## GIVEN PASSAGE
# # # # # # #

# Any way to get wider barrels for 2 piece wheels??? WE BBS's



## copdodger (Mar 2, 2002)

Like the topic states:
I e-mailed BBS and of course they said No. So is there any place that manufactures wider barrels? Or shoudl I bring out the welder?


----------



## VReihenmotor6 (Dec 12, 2001)

*Re: Any way to get wider barrels for 2 piece wheels??? WE BBS's (copdodger)*

bump cause I have 2 extra ones just waiting for this


----------



## a2lowvw (Dec 17, 2000)

*Re: Any way to get wider barrels for 2 piece wheels??? WE BBS's (VReihenmotor6)*

no currently their is no wider lips being made fo those wheels. why? if you look at the way they attatch the centers to the rim (outer lip) it will be quite a bit harder to make a wider lip because of the way it is constructed. compare it to the older rs's or rm's you'll see what i mean


----------



## NC2002GTI (Jun 29, 2002)

# # # # # # #

## WHAT IS BEING ASKED
Pick up the forum thread on wider barrels for two-piece BBS wheels from where it stops.

## DATA PROVIDED
# # # # # # #

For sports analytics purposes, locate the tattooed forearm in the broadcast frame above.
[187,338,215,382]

# # # # # # #

## SOLVED EXERCISE
*Re: Any way to get wider barrels for 2 piece wheels??? WE BBS's (copdodger)*

What about the BBS RXII's? Any chance of making them wider?


----------



## copdodger (Mar 2, 2002)

*Re: Any way to get wider barrels for 2 piece wheels??? WE BBS's (a2lowvw)*

I can see it would be very difficult to make a wide "Lip" for them, but I just want a wider "barrel". Instead of a 6 1/2" I want a 7 1/2" or 8" wide.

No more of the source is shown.